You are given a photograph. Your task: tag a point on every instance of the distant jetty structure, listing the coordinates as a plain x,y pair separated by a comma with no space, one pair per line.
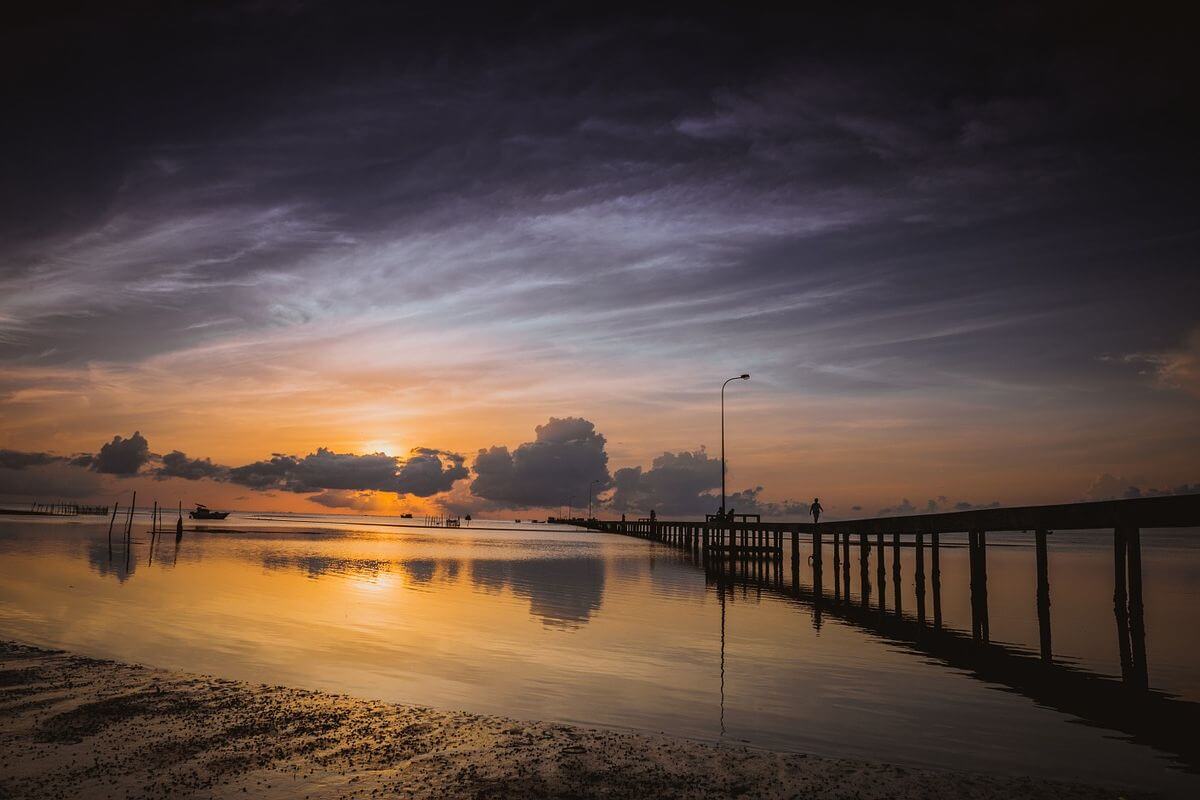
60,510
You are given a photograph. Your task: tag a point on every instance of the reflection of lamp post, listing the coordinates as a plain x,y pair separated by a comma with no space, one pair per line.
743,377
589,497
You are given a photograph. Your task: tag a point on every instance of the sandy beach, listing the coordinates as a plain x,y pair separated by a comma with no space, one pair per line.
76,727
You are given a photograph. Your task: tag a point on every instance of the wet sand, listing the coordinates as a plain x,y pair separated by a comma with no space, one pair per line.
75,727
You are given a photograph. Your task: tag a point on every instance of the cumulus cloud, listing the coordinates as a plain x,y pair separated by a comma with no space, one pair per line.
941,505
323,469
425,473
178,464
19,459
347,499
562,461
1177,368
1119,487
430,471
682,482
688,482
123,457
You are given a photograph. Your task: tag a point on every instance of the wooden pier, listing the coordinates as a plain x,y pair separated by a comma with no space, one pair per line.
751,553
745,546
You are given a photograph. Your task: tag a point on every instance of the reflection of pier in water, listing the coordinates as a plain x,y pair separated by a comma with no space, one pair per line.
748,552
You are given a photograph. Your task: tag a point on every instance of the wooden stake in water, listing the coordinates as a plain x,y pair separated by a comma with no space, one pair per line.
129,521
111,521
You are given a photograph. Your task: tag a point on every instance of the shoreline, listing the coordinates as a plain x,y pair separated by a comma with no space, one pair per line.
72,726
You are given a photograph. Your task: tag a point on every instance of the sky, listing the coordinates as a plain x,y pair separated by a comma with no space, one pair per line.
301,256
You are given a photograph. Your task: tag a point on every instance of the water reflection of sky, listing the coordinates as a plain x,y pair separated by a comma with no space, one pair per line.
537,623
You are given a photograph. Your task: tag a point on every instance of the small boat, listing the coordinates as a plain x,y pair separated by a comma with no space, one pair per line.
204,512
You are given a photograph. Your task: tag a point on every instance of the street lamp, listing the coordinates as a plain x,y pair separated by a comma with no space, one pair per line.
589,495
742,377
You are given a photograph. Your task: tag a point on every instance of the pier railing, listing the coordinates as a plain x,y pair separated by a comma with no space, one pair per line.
+---+
Please return all of the data above word for word, leaving out the pictures.

You are given a photograph. Your task: tag a point on every instance of the distant jetty structure, listing the coordinates as a plain x,y pair separated by a comma with no space, one pair per line.
60,510
You are given a photograph. Your task: tag a point on every instance of the reflection of lamp post, listing the coordinates as a plain x,y pair separated by a comma with no space, one pair per line.
743,377
589,497
You are given a photograph. Your task: tag a point on every instance of the sandy beach, listing the coordinates as a plain x,y pair separated by a comma with no space, one pair per line.
76,727
You are given a photograph. Your task: tag a point on every instance of the wet sand, listing the coordinates as a plain x,y pair separated by a comma with no space, one pair per line.
75,727
You are given a photograph. Your task: tag a point on every instance of the cumulus cloud, listing the coordinates as a plain x,y pair separated by a comma with no space, one pair per line.
941,505
323,469
425,473
178,464
19,459
347,499
562,461
1177,368
1119,487
430,471
682,482
688,482
123,457
You are given a photograph. Your task: tag a point on every instance of the wooden pier, listing the coordinates as a plain x,y pair separated by a comma with no space, one pair per line.
751,553
745,546
You are given a photograph. Your task: tag a point on every instance of the reflection of pier in water, listing the coordinates as a plain x,y pair separated by a comma with no space, one pair per line.
748,552
You are given a photograph. Your task: tag a point on every instance of the wooden stake in water, listing the coordinates as a plain x,y pair separated by a comma with no space, one pair per line.
129,521
111,521
You are given a photograph. Your task: tag a point on every instance of the shoreline, listing the coordinates as a plain x,y pair separated by a comma with no space, one pair per line.
72,726
You are given a photograph. Your task: tag a point on every instance of the sky, listing the coordinates as a plain x,y pair separated by a comma with no space, one pair per line.
301,256
You are given a photograph. Your task: tag a point on every instance of the water reflection of sky, listing the coordinates as a plain x,y pair separated by a comma with no space, one pair per line.
537,623
You are given a photograph. Your task: tag a point on every instance of the small boat, listing the coordinates as a plain x,y pair separated by a comma with no space, one pair per line.
204,512
You are given a photograph. Your task: tag a point on every instance of the street lamp, listing the coordinates as a plain x,y pair separated by a comma with no space, one pair per line.
589,495
742,377
You are given a photograph. Your task: tag a point on every instance of the pier railing, listing the coordinates as a plain x,y pair separated by a comma with no space, one pair per line.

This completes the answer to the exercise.